• _Zitierter Textauszug_
⟨
»Dass die Grippe sich neuerdings im Reiche weit ausgebreitet hat…«

Bekämpfung von epidemischen Krankheiten im späten 19. und frühen 20. Jahrhundert

Pockenzählkarte aus Cannstatt, 1887. Vorlage: Landesarchiv BW, StAL E 162 I Bü 2078. Zum Vergrößern bitte klicken.
Pockenzählkarte aus Cannstatt, 1887. Vorlage: Landesarchiv BW, StAL E 162 I Bü 2078. Zum Vergrößern bitte klicken.

Ueber die Frage, ob es zweckmässig sei, beim Auftreten der Grippe sofort die Schulen zu schliessen, waren die Ansichten geteilt. Einerseits wurde die Auffassung vertreten, dass die Krankheit gerade in den Schulen eine rasche Verbreitung finde. Dadurch, dass hier Angehörige der verschiedensten Familien sich zusammenfinden, sei die Möglichkeit gegeben, dass der Ansteckungsstoff von allen Seiten herbeigetragen und andererseits in bisher verschont gebliebene Haushaltungen verschleppt werde. Schliesse man die Schule, so werde wenigstens dieser Weg der Krankheitsverbreitung ausgeschaltet.
⟩
• _Daten zur Auswertung_
⟨
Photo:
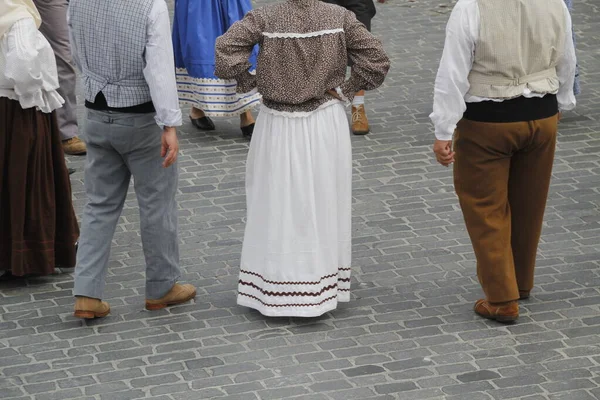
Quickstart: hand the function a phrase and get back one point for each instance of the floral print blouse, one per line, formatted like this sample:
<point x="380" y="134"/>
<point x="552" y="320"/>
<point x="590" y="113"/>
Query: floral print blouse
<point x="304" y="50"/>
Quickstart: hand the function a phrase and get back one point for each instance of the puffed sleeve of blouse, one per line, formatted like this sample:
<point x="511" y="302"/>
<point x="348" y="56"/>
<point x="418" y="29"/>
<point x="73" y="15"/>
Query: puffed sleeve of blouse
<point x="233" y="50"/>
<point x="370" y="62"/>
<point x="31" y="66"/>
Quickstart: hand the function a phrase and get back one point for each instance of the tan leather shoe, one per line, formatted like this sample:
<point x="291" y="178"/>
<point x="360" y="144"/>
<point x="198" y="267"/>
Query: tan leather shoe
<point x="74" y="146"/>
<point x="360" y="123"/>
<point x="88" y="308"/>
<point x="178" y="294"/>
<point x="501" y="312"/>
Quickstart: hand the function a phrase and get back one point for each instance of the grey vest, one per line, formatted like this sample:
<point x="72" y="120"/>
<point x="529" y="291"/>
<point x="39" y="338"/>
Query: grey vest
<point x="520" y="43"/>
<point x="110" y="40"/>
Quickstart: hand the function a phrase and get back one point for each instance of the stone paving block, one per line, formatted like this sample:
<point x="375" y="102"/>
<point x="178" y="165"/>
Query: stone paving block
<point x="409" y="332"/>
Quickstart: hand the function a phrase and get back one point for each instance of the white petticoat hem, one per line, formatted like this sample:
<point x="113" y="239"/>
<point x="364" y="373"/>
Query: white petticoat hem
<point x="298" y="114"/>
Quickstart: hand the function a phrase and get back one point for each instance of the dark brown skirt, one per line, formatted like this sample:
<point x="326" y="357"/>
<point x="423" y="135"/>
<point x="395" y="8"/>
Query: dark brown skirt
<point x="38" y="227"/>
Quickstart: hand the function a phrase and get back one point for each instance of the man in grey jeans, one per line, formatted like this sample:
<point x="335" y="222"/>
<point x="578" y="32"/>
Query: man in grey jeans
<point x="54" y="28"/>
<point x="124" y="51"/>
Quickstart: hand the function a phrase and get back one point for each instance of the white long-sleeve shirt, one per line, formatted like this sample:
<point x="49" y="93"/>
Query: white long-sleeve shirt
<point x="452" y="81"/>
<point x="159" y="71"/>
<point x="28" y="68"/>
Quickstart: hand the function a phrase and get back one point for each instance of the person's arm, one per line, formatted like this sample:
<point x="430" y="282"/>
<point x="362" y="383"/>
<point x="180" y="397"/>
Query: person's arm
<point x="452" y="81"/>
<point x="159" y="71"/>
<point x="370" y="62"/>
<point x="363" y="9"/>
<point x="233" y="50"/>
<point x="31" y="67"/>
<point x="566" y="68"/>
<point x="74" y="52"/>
⟩
Gib den Text zur Bekämpfung epidemischer Krankheiten vollständig und wortgetreu wieder. Die Zeilen werden hier nicht gebraucht.

• _Gelöste Aufgabe_
»Dass die Grippe sich neuerdings im Reiche weit ausgebreitet hat…«

Bekämpfung von epidemischen Krankheiten im späten 19. und frühen 20. Jahrhundert

Pockenzählkarte aus Cannstatt, 1887. Vorlage: Landesarchiv BW, StAL E 162 I Bü 2078. Zum Vergrößern bitte klicken.
Pockenzählkarte aus Cannstatt, 1887. Vorlage: Landesarchiv BW, StAL E 162 I Bü 2078. Zum Vergrößern bitte klicken.

Ueber die Frage, ob es zweckmässig sei, beim Auftreten der Grippe sofort die Schulen zu schliessen, waren die Ansichten geteilt. Einerseits wurde die Auffassung vertreten, dass die Krankheit gerade in den Schulen eine rasche Verbreitung finde. Dadurch, dass hier Angehörige der verschiedensten Familien sich zusammenfinden, sei die Möglichkeit gegeben, dass der Ansteckungsstoff von allen Seiten herbeigetragen und andererseits in bisher verschont gebliebene Haushaltungen verschleppt werde. Schliesse man die Schule, so werde wenigstens dieser Weg der Krankheitsverbreitung ausgeschaltet.